Exercise directions: How many lines of the listing below contain the string "light"? Case counts. Reply with the number only.

Records for processing:
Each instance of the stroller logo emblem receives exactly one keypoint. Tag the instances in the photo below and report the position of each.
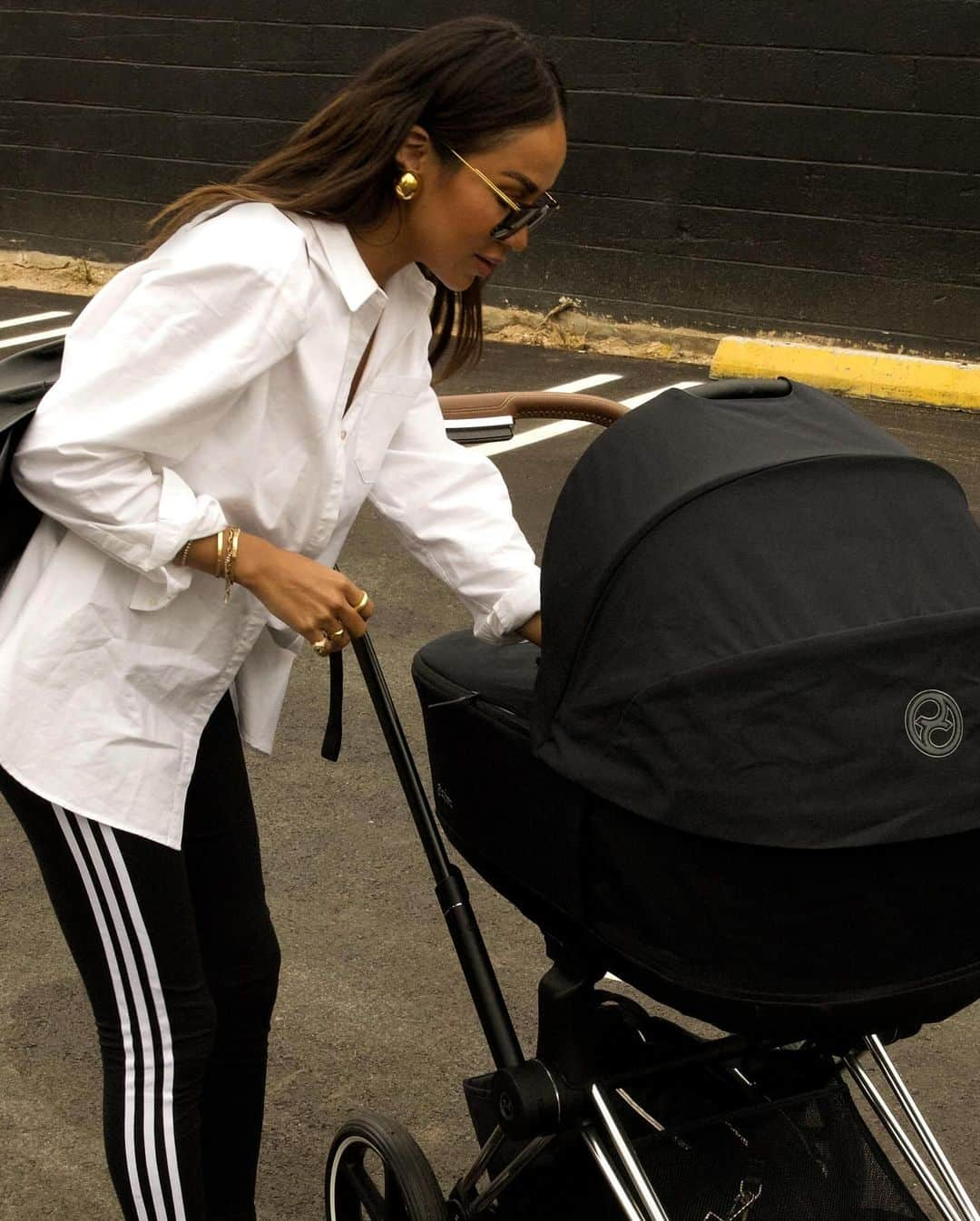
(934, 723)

---

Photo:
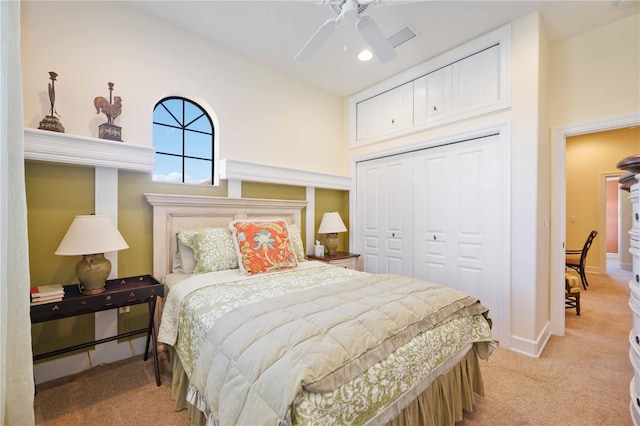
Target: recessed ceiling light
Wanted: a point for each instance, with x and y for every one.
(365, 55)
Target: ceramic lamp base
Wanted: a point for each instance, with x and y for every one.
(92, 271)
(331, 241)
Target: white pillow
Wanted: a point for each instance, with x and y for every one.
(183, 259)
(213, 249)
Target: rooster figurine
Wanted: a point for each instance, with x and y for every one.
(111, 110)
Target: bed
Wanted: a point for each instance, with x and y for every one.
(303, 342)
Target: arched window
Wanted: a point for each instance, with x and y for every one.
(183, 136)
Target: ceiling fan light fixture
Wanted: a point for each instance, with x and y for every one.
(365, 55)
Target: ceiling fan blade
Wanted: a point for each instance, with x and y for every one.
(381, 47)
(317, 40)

Correct result: 2